**REQUIREMENT:**
Copy the lines verbatim, beginning with the line that contains "The resolver MUST return, for each instance of the tree" and continuing through the end of the data, and only those lines.

**RECORDS FOR THE EXERCISE:**
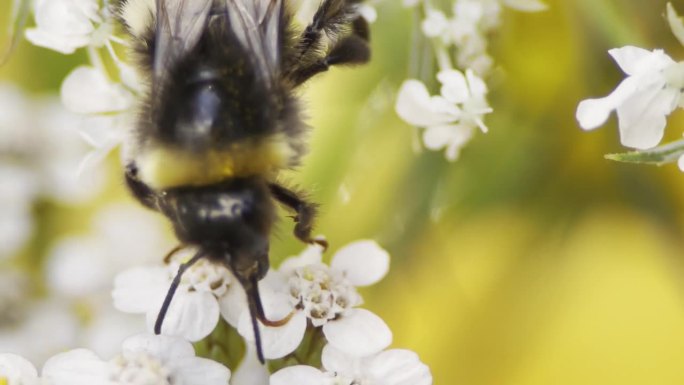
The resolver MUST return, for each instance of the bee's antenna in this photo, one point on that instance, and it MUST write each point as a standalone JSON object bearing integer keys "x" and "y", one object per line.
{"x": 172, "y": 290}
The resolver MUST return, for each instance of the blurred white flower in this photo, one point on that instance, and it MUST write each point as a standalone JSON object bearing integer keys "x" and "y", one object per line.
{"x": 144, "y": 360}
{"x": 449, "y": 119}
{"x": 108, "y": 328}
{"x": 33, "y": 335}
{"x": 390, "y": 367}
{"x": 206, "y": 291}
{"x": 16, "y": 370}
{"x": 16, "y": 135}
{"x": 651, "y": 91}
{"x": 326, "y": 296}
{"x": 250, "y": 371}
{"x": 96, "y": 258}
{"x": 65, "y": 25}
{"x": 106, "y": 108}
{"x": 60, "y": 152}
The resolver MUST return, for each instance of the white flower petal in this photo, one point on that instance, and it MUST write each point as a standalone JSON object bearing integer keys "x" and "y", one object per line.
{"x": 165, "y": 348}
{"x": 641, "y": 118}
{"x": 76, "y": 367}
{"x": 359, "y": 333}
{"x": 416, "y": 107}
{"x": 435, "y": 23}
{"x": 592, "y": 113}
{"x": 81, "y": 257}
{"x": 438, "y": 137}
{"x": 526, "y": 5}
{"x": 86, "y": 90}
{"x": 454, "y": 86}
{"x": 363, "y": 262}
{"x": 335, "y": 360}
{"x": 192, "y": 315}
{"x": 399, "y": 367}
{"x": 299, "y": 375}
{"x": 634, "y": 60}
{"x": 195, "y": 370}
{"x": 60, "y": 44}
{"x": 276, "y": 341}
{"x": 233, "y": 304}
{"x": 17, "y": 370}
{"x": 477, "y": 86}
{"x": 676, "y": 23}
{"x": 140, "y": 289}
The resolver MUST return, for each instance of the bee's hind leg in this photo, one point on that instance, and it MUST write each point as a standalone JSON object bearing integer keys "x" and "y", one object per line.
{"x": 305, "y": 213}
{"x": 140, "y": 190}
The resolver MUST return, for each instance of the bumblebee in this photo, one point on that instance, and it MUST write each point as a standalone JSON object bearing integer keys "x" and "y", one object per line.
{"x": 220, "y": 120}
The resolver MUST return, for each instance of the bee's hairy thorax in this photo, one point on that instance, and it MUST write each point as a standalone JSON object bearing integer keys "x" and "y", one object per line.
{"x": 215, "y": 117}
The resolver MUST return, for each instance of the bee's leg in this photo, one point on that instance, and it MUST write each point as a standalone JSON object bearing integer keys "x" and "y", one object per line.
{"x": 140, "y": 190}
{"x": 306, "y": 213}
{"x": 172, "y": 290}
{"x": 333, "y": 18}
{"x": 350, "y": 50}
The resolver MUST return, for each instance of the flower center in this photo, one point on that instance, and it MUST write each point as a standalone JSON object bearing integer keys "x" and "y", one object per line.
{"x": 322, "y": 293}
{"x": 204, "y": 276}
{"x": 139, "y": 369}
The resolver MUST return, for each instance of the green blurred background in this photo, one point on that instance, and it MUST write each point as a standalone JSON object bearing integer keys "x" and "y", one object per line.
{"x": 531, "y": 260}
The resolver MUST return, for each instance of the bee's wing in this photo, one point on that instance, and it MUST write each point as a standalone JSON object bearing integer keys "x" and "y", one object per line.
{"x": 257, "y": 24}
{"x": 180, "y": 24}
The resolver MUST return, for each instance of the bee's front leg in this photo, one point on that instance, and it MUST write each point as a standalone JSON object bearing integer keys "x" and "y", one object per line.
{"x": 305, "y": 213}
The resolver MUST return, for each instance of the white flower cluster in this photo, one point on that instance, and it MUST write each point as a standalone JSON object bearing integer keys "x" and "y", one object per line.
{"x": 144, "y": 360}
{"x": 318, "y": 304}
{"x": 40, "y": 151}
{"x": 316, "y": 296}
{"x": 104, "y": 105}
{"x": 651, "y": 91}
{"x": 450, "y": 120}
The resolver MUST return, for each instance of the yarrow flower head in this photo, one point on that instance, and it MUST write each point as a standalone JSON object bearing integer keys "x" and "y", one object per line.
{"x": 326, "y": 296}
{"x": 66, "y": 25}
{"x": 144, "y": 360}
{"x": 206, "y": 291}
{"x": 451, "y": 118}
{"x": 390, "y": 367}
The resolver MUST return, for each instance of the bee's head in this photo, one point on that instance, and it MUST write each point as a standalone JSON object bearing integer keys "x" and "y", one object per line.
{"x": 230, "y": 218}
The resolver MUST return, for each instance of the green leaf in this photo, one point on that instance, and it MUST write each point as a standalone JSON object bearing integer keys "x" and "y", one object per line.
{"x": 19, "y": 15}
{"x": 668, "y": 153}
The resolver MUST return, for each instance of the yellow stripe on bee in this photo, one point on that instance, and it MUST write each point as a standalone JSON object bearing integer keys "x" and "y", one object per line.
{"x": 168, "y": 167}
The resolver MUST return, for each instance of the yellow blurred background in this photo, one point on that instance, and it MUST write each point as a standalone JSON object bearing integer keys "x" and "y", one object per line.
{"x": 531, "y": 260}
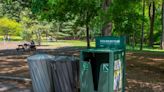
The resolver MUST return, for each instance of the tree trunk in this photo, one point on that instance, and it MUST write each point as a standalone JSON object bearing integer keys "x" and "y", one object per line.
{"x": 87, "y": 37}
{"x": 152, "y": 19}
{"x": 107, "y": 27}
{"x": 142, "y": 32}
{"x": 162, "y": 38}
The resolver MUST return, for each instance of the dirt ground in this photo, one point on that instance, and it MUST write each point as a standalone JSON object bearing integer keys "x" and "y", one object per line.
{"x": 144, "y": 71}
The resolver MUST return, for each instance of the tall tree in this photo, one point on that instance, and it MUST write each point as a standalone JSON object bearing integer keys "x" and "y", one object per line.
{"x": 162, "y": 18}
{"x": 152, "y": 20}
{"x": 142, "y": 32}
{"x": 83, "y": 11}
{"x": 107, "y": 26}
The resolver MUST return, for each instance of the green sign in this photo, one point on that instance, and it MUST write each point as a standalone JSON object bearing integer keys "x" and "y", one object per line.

**FINAL ANSWER:**
The resolver MUST return, for each instance of the tree trunk in this photo, one point on that instance, and it MUST write each point as a standalone JSON object bearing integer keys "x" and "y", one object per line.
{"x": 87, "y": 37}
{"x": 152, "y": 19}
{"x": 107, "y": 27}
{"x": 142, "y": 32}
{"x": 162, "y": 38}
The resolver MUST return, for each instance of the dirt ground in this photo, one point on that instance, and it MUST write each point as a standalone JSON object bearing integer keys "x" and "y", one object per line.
{"x": 144, "y": 71}
The resolver MUST return, for each instance of the tall tree in this photo, one point on that instance, and it MUST write each point as a standalone JSON object bearing integer keys "x" and "y", one object per line.
{"x": 162, "y": 18}
{"x": 152, "y": 20}
{"x": 142, "y": 32}
{"x": 83, "y": 11}
{"x": 107, "y": 26}
The resolver MUST return, for each instance of the green sign in this photo, one point on that instance, and it MUST write each point as a standalone JSON object bearing integer keys "x" and "y", one object per line.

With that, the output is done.